EXTRAIT DU DOCUMENT -

# # # # #

Le bien fondé de la pratique des formes, les Tao Lu 套路

   
Tao Lu

                      L’étude des formes est une des partie intégrante de l’art martial ancien. Dans cette nouvelle ère, nous pouvons naturellement nous questionner sur leur bien fondé et sur leur réelle utilité.
La question n’est pas tant de savoir si vous aimez pratiquer les formes, mais plutôt de déterminer leur importance dans le développement de vos qualités de combattants.

Donc la pratique des formes est-elle un cérémonial suranné n’ayant finalement pas autant d’intérêt que ce que les écoles de Wushu lui attribuent de nos jours ?

Les Tao Lu, sont des enchaînements de mouvements, une sorte de code à suivre pour s’approprier un système de combat en suivant sa stratégie spécifique. Comme je l’ai déjà mentionné à diverses reprises, ces enchaînements sont le répertoire technique du système. Leur intérêt réside majoritairement dans l’apprentissage des techniques du système étudié.

# # # # #

EXERCICES À RÉALISER -
**A)** Répondez brièvement aux questions suivantes d'après l'extrait sur les Tao Lu :
(i) De quel art l'étude des formes est-elle une partie intégrante ?
(ii) Comment l'extrait définit-il les Tao Lu ?
(iii) Où réside majoritairement leur intérêt ?
**B)** Rédigez la suite de l'extrait sur les Tao Lu après sa dernière phrase.
Les lignes ci-dessous constituent un matériau indépendant de l'extrait sur les Tao Lu.

DONNÉES PRÉSENTÉES -
# # # # #

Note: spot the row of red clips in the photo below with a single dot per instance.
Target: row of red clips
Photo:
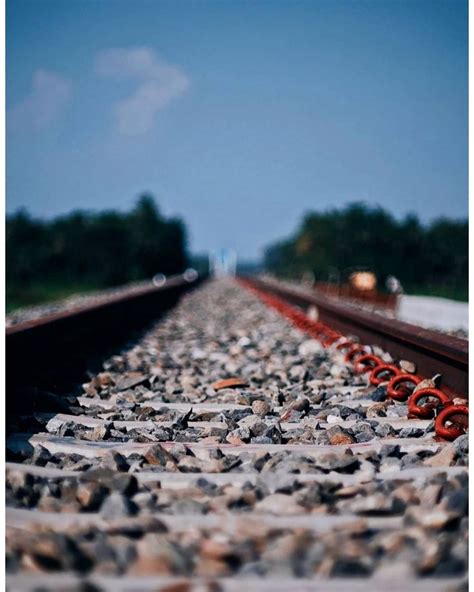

# # # # #

RÉSULTATS PAR EXERCICE -
**A)**
(i) L'art martial ancien.
(ii) Ce sont des enchaînements de mouvements, une sorte de code à suivre pour s'approprier un système de combat en suivant sa stratégie spécifique.
(iii) Dans l'apprentissage des techniques du système étudié.

**B)**
Elles forment également le corps à adopter la structure adéquate. Chaque style est différent et ces différences sont le pilier même sur lequel les formes sont créées. Étant codifiées dans un système d’attaque et de défense prédéterminé, elles enseignent finalement aussi à réagir de façon spontanée, en réaction réflexe.


Les Tao Lu servent donc à :

- Apprendre les techniques du style,
- Former le corps,
- Développer la compréhension et surtout l’utilisation de la stratégie de combat,
- Développer les réactions instinctives.


Diverses écoles

Chaque école a développé des Tao Lu selon ses besoins. Prenant en compte les dangers auxquels les pratiquants devaient faire face, l’endroit dans lequel la boxe devait être utilisée mais également selon la vision de « l’efficacité » qu’avait leur créateur.  

Ainsi, le style Tsai Li Fo (Choy Lee Fut en cantonais) fut créé pour combattre des adversaires en nombre supérieur, la stratégie est basée sur des mouvements en balancier puissants.
Le style Xin Yi Quan est fondé majoritairement sur une force pénétrante directe et les formes sont linéaires.
Le Chuan Quan, la boxe des bateliers se pratique sur « l’emplacement ou un bœuf peut s’allonger » par manque de place sur les bateaux. Les positions sont basses afin d’assurer la stabilité du pratiquant dans les eaux mouvantes.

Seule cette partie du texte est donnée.